— BEGIN —

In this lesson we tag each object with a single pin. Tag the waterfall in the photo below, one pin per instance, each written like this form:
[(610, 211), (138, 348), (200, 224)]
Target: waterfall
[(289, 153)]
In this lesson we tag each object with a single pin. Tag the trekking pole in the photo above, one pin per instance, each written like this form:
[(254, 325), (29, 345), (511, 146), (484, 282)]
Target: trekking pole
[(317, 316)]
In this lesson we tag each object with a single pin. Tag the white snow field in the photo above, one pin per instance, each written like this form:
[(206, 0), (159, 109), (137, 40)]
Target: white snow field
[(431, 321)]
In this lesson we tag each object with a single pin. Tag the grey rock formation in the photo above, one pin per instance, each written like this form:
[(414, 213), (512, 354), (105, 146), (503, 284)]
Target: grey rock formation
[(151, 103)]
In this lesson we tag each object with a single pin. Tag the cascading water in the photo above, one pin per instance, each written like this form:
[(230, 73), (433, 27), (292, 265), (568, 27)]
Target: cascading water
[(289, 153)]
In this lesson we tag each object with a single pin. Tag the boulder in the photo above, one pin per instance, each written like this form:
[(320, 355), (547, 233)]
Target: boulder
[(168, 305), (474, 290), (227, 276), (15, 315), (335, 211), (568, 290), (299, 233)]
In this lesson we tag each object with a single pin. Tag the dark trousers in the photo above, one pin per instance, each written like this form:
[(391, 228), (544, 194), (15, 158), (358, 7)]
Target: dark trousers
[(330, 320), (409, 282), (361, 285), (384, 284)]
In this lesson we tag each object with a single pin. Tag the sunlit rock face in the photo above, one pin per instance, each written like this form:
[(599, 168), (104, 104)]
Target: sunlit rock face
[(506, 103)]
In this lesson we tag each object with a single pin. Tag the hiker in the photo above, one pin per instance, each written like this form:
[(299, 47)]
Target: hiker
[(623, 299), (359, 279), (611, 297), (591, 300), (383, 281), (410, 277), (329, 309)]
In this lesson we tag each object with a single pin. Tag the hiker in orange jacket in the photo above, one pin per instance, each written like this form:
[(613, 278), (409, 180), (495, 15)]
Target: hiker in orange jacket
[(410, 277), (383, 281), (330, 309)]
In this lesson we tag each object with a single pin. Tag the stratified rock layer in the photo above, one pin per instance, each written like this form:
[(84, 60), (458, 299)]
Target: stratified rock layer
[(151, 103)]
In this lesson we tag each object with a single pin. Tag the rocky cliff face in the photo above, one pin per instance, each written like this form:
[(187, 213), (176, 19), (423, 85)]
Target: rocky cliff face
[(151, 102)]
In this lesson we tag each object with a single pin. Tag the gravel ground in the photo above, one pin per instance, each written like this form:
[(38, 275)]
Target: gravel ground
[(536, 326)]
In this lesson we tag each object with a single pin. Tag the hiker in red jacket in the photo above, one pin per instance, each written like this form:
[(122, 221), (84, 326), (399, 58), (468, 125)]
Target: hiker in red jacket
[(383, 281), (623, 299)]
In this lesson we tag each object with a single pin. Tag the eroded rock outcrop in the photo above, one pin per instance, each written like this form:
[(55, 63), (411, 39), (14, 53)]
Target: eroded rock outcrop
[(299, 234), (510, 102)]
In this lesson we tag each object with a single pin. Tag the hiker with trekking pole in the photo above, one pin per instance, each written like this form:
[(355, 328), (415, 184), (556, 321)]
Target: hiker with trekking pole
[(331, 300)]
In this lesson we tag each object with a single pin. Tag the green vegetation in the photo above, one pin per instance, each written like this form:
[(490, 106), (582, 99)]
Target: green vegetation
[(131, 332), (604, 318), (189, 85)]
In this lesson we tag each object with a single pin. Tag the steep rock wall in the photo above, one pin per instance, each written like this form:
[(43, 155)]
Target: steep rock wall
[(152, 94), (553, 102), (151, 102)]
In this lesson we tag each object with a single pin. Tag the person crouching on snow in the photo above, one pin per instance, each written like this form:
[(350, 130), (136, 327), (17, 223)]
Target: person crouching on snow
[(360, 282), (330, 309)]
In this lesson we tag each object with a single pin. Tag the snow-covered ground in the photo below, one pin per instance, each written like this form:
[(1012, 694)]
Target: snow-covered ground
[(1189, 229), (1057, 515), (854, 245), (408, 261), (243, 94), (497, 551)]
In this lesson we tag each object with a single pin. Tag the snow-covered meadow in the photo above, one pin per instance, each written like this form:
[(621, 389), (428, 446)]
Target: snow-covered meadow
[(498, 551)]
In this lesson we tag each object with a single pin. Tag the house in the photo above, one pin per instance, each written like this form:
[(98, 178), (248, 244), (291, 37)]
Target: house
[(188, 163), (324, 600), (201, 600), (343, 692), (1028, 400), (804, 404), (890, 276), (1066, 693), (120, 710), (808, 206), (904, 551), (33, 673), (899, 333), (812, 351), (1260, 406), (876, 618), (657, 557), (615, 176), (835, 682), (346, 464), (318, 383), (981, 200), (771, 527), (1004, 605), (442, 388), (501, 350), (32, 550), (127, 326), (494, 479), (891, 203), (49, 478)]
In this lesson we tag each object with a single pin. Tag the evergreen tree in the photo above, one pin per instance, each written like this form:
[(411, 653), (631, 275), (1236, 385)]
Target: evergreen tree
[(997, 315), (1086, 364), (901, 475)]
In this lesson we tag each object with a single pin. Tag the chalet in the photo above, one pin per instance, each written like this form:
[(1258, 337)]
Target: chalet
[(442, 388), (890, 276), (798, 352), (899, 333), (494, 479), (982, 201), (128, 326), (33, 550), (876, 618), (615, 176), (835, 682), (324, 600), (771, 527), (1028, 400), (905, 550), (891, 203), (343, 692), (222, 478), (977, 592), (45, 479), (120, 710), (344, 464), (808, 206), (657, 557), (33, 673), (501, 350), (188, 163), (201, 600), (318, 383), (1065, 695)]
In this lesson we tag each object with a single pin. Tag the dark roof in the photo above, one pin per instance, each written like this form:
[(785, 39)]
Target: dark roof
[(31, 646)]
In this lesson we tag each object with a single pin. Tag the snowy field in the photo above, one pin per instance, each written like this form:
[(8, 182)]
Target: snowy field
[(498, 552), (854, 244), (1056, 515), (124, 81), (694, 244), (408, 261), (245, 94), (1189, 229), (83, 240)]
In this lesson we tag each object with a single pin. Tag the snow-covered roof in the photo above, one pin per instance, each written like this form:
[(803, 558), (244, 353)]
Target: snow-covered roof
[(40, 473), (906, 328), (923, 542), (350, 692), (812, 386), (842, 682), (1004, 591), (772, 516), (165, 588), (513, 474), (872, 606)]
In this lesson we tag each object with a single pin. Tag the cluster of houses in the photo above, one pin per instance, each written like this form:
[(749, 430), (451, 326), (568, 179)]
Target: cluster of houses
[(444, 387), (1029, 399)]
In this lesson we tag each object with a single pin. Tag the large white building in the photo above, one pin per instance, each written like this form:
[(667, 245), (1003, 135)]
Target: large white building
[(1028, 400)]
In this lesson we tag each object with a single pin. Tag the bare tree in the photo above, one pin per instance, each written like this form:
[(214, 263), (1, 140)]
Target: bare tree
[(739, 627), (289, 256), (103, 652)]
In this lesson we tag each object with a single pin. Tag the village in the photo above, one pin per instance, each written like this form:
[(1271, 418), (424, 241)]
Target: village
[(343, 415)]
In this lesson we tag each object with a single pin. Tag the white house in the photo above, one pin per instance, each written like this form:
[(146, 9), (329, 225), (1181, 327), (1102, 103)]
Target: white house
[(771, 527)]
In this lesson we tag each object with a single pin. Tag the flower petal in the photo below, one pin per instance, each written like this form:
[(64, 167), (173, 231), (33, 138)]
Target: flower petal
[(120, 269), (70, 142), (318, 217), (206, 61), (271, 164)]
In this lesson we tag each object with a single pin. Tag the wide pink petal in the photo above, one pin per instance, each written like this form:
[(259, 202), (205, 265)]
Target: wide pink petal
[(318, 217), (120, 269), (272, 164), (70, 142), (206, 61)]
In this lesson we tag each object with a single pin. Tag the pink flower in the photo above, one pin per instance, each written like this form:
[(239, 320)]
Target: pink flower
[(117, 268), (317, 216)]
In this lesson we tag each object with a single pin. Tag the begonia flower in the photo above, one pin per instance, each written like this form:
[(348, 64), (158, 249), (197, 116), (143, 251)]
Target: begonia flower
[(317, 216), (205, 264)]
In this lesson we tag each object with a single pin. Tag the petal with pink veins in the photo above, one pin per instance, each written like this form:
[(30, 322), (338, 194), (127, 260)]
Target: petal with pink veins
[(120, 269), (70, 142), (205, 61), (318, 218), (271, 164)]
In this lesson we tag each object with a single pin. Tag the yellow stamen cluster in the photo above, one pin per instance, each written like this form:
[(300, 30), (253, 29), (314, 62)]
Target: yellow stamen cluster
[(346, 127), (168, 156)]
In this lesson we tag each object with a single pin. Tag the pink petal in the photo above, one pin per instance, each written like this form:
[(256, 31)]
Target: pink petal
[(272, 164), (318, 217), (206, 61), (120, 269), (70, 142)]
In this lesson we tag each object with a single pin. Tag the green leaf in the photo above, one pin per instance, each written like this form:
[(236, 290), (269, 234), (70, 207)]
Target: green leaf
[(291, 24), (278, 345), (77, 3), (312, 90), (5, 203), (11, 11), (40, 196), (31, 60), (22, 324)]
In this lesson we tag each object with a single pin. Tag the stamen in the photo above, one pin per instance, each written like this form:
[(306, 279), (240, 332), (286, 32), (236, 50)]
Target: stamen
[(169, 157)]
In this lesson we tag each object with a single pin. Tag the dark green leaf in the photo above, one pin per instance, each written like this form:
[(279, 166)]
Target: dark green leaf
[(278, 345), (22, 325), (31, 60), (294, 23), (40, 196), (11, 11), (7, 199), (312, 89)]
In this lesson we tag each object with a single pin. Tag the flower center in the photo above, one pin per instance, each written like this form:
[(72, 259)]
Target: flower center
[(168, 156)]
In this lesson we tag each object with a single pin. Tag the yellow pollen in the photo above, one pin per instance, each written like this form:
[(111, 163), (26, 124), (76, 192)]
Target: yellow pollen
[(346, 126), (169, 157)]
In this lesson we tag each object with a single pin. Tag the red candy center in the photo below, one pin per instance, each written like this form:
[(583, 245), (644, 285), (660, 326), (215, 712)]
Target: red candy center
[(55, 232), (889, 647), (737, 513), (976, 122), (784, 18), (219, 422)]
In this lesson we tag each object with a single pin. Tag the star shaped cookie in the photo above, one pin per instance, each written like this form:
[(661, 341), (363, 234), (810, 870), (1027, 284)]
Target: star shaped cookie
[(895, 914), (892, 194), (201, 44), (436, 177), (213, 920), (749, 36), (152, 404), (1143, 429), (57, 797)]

— END —

## PROBLEM STATEMENT
Rewrite only the stretch of items from the start through the line containing "[(317, 316)]", requests included. Shift each answer coordinate by adding 18 to both of its numbers, and leave the sample coordinate lists within the requests unchanged.

## EXERCISE RESULT
In this lesson we tag each object with a single pin. Tag the waterfall in the photo below, one pin per instance, each written like this form:
[(610, 211), (138, 348), (200, 224)]
Target: waterfall
[(307, 171)]
In this lesson we tag each object with a single pin. Tag the trekking pole in the photo above, one pin per instance, each written like this form:
[(254, 325), (29, 345), (511, 146), (484, 282)]
Target: trekking pole
[(335, 334)]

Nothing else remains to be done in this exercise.